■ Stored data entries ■
# # # # #

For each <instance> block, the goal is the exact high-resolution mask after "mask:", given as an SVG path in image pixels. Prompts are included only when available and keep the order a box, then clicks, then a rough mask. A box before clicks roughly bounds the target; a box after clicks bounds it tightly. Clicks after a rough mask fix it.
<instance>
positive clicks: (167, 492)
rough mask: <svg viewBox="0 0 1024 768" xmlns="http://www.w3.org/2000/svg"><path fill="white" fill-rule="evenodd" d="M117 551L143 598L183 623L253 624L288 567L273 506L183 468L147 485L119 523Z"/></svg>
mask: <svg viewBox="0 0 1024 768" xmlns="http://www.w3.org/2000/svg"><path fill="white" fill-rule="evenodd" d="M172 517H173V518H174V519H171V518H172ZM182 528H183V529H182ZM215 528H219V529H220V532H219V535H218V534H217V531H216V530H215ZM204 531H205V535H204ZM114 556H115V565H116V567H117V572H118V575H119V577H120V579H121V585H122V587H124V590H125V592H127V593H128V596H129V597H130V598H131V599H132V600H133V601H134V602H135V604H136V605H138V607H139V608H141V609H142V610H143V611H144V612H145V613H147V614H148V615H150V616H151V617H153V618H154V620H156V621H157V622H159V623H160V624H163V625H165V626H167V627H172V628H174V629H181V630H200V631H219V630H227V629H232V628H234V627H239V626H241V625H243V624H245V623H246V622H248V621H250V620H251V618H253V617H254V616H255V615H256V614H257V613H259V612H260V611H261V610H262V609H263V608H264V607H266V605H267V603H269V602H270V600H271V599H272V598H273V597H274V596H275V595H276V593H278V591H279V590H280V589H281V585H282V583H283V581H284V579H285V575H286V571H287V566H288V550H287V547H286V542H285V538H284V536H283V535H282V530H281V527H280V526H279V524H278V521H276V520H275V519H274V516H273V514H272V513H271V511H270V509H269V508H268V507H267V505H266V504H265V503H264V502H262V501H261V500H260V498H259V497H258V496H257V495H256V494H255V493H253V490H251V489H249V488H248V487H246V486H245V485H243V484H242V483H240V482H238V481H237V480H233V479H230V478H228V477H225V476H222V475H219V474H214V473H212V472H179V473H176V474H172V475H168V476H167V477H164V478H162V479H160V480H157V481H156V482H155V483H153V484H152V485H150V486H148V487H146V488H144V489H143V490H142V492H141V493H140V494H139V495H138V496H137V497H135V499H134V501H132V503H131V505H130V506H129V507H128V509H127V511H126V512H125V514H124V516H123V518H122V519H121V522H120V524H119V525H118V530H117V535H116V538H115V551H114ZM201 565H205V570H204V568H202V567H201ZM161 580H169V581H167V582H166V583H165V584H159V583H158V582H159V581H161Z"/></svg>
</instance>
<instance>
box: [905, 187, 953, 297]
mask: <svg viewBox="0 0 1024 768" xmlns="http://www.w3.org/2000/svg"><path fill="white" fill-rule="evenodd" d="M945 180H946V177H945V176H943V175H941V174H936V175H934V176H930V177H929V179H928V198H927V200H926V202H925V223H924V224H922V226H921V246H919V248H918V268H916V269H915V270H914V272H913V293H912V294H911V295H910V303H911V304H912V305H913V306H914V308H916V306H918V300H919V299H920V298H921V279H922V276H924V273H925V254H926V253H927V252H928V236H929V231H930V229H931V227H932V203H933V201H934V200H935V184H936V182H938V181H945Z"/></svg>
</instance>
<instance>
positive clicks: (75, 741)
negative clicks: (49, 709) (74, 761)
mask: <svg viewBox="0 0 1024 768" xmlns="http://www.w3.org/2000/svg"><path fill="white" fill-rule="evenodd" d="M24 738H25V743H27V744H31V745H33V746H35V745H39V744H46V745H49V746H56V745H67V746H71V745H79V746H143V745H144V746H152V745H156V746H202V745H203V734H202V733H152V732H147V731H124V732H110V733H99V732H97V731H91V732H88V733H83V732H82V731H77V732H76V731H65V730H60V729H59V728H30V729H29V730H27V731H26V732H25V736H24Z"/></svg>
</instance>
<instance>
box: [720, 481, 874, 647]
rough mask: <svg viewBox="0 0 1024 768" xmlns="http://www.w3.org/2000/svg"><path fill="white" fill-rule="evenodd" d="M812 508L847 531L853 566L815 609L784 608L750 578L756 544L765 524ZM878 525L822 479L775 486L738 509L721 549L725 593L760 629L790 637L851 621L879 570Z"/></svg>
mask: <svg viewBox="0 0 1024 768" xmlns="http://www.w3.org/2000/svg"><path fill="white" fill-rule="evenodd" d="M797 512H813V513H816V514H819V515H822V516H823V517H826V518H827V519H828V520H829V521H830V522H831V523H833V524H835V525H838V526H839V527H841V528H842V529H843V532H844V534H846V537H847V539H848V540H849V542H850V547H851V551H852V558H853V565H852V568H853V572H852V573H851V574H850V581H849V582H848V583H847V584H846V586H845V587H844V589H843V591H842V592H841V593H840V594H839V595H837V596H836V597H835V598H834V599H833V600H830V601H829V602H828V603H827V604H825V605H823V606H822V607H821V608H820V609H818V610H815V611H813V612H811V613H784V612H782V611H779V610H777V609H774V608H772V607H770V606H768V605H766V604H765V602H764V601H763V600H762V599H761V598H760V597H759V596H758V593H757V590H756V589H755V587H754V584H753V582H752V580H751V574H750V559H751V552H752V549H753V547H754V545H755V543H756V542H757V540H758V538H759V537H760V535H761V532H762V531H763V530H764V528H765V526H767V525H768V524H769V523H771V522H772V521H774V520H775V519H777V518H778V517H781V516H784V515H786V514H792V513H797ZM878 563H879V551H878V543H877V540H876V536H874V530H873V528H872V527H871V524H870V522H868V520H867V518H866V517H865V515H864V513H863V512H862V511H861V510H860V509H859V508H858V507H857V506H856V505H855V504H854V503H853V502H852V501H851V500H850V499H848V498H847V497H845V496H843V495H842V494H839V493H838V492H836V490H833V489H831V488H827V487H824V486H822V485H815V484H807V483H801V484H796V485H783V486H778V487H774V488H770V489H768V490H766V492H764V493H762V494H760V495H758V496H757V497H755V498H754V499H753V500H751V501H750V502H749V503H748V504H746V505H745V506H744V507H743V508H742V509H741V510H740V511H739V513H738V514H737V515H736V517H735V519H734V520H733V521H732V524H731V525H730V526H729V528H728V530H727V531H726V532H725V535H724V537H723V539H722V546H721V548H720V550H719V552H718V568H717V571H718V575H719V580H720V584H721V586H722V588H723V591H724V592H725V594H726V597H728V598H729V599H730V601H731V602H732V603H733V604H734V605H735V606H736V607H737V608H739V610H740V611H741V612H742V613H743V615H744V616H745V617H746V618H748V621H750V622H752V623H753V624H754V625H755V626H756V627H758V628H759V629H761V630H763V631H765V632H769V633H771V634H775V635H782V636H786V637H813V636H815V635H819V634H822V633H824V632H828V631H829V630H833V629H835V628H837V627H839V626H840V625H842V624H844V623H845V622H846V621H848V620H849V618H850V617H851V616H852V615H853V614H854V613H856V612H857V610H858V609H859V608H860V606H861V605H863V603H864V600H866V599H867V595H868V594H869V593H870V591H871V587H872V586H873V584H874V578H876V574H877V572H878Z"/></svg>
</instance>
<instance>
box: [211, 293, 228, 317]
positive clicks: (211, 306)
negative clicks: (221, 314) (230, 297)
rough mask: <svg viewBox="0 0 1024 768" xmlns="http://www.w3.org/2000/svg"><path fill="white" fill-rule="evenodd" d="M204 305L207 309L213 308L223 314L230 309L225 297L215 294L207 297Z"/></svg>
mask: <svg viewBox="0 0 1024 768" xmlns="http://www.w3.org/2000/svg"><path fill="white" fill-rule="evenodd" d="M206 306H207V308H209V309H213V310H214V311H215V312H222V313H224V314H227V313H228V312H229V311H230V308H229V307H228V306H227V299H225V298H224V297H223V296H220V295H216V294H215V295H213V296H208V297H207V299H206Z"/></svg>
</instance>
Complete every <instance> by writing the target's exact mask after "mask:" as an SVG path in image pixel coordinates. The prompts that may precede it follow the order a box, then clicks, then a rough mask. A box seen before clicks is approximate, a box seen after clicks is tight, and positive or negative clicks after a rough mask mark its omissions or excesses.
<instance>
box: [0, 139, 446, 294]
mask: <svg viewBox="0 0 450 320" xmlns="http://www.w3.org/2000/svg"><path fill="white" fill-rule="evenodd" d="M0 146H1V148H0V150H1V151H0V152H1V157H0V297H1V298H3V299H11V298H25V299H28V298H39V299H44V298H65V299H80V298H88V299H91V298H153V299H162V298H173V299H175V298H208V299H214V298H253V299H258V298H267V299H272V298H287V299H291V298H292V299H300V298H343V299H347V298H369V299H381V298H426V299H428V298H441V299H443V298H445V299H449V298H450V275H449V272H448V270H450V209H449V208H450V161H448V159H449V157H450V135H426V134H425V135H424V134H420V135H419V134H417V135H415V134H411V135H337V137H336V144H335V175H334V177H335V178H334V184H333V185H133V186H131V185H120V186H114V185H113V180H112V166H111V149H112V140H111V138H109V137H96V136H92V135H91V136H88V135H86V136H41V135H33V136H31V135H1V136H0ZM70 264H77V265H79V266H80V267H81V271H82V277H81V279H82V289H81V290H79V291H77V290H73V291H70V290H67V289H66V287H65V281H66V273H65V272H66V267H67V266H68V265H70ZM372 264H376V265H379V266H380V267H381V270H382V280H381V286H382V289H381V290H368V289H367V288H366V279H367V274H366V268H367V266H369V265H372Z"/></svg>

# # # # #

■ About this exercise ■
Locate each line in the records above that contains the string "target", matching case exactly, and copy those lines.

■ Solution for this problem ■
For each <instance> block, the goal is the exact high-resolution mask after "mask:", given as an SVG path in image pixels. Prompts are included only when available and keep the order a box, then clicks, then a rough mask. A box before clicks roughly bounds the target; a box after clicks bounds it tightly. Clicks after a rough mask fix it.
Complete every <instance> by writing the target's exact mask after "mask:" as an SVG path in image pixel coordinates. The prompts that may precede it follow the order a box, then clicks, then a rough mask. A box seen before clicks is approximate, a box seen after clicks is tight, and positive or negative clicks after a rough mask mark its omissions or excesses.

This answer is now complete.